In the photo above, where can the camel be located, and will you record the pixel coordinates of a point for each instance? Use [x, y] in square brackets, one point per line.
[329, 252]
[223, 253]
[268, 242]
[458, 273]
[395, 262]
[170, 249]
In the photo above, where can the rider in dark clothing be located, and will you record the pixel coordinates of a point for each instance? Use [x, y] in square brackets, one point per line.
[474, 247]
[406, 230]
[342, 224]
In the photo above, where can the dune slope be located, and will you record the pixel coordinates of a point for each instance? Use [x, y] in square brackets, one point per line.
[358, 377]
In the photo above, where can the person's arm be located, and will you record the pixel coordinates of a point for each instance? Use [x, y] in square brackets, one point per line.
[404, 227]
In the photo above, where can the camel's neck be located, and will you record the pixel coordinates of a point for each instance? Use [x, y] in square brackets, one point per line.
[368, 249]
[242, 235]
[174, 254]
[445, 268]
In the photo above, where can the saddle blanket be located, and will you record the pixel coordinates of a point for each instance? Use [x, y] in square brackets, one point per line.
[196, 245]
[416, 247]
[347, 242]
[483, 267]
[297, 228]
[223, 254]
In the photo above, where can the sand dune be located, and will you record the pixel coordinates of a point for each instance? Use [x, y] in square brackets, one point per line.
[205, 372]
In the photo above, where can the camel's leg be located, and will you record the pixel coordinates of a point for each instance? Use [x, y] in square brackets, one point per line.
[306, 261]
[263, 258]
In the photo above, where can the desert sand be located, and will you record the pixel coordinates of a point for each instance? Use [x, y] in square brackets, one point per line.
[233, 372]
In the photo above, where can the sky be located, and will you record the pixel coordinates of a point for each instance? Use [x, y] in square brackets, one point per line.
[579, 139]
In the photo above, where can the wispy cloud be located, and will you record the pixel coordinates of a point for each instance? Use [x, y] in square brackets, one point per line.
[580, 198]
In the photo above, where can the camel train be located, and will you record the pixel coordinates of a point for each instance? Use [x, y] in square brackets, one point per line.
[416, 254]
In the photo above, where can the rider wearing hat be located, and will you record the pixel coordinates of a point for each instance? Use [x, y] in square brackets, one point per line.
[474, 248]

---

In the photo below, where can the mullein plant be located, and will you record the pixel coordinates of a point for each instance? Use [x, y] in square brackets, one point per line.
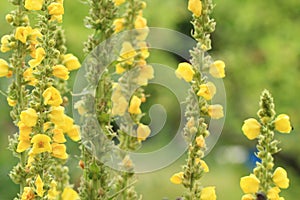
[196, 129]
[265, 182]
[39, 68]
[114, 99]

==

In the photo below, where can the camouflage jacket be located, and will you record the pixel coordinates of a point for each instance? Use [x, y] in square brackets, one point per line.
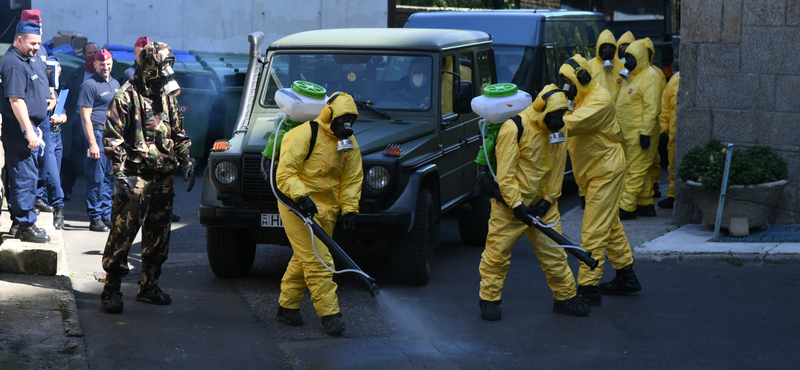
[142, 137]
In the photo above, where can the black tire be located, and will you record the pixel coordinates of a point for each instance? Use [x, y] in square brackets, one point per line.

Brief:
From the records above, pull out every line that contains the word "sand" and copy those lines in full. Case counts, so a line matches only if the word appears with the same capitalization.

Response for this exercise:
In the photo above, where can the sand dune be located, and will you record the pixel coordinates of a point for each instance? Use [x, y] in square brackets, one point per line.
In the photo above, where can the desert sand be located, and will you record the pixel coordinates of a point for each instance? Use [x, y] in square brackets, one point per line.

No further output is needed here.